=== EXCERPTED TEXT ===
** START **
BA/IAG heard from:

You got two conflicting points. The shareholders usually end up with nothing after bankruptcy because they're the owners. Would you rather that the employees lose everything to keep the owners' losses to a minimum?

The current shareholders won't get any windfall - they lose whatever they invested in the current stock.

Now, you can certainly argue that if the owners are gonna lose everything, at least senior management should be in that boat too - why should the people who ran the company in to bankruptcy come out whole while their bosses (the shareholders) get nothing? To me, that's the absurdity of bankruptcy...

Jim
The point I was attempting to make was the existing shareholders could be issued new stock, thereby keeping them in the family instead running away.
 
The point I was attempting to make was the existing shareholders could be issued new stock, thereby keeping them in the family instead running away.
Highly unlikely. I'm not even sure if it's legally possible for the shareholders to come out of bankruptcy in better shape than the unsecured creditors. Heck, US threw 2 complete sets of shareholders under the bankruptcy bus.

Jim
 
http://online.wsj.com/article/SB10001424052970203806504577181203535415244.html

British Airways Holds Keys to AMR

US Airways Group Inc. has its own ambitions to merge with AMR, which entered bankruptcy-court protection in late November. US Airways hasn't had direct talks with IAG but is building a case internally for how a US Airways combination with American Airlines would help British Airways by beefing up the U.S. carrier's presence in eastern U.S. cities where it is losing relevance to newly merged competitors, other people familiar with the matter said.
** END **
[Rows from a point annotation dataset]
** START **
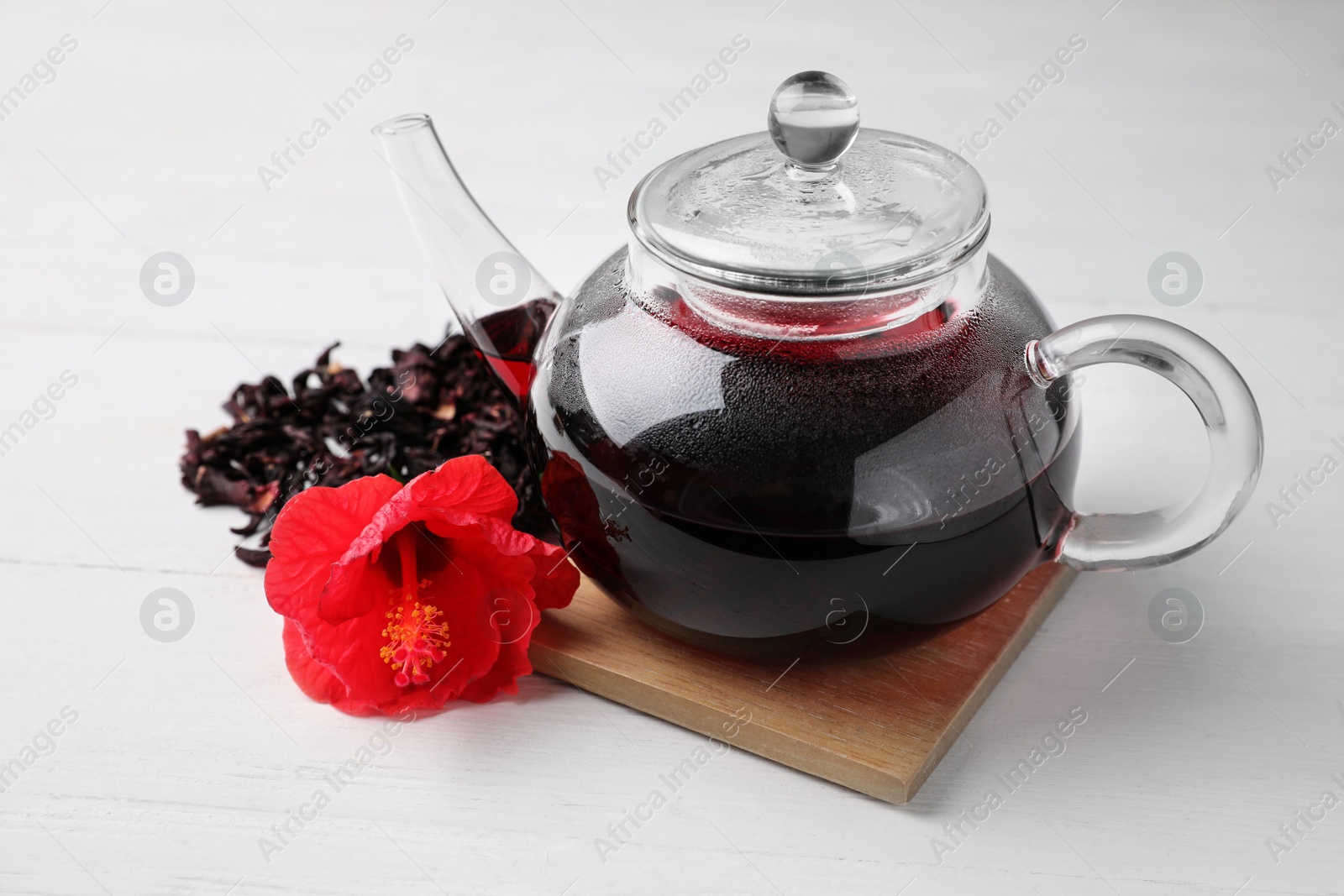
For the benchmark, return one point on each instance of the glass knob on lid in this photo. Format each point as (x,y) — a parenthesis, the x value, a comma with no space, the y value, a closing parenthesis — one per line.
(813,120)
(813,206)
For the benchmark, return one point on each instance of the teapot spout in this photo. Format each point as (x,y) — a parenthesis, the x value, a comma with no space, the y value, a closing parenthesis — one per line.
(501,302)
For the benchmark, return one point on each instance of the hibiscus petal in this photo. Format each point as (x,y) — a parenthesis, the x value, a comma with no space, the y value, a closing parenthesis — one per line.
(312,533)
(312,678)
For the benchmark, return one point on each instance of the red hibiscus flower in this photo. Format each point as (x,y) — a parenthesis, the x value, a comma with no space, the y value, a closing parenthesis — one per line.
(407,597)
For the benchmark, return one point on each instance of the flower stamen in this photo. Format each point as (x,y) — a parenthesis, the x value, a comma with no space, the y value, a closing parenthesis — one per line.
(416,642)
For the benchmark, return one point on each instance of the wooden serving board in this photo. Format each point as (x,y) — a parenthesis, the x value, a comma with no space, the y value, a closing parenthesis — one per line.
(874,718)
** END **
=== SET PROBLEM 1 ===
Reproduce the rows word for word, everything from the line containing "of the wooden" down to the end of the rows.
=== SET PROBLEM 2 ===
Continue the forum thread about the AMR bankruptcy from where it stops.
The forum thread and the rows come from separate sources.

=== TASK ANSWER 1 ===
For the benchmark, return one point on each instance of the wooden serving board in this photo. Format each point as (x,y) — a parenthesis, the x value, a comma with no space, the y value, a closing parenthesis — one per line.
(874,718)

=== TASK ANSWER 2 ===
British Airways in the early 1990s took a 24% stake in a US Airways predecessor. While the relationship ended a couple of years later, the U.K. carrier is well acquainted with the network the U.S. airline could bring to British Airways and to Oneworld, a person familiar with the matter.

US Airways is in the Star Alliance, the largest of the groupings. Fellow U.S.-based Star members United Airlines and Continental Airlines merged in 2010, and US Airways has continued to feed its partners with its strong East Coast network. If US Airways were to merge with AMR, it would be open to joining Oneworld, some people said. That would help restore American Airlines' eroded East Coast network by bringing in US Airways' routes to small East Coast markets and its connecting hubs in Philadelphia and Charlotte, N.C.
 
I've been saying for well over a year that I'd expect something with TPG & BA/IAG. Here's one shoe. And reliable sources say that TPG would likely be willing to back what they consider to be the right deal. Let's see if they come out of the woodwork --- they've said nary a word since November.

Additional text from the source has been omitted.